* **What needs to be done**
Write out every line below that contains the word "each".

* **Dataset extract**
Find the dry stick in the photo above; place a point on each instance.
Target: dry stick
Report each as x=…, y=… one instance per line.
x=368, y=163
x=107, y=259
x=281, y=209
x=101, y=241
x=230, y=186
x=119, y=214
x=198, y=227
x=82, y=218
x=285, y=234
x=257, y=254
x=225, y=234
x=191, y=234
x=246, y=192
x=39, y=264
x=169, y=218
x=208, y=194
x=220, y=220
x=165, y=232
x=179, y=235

* **Problem solution**
Find the dry stick in the photo above; place a point on each instance.
Report each as x=…, y=… one instance per line.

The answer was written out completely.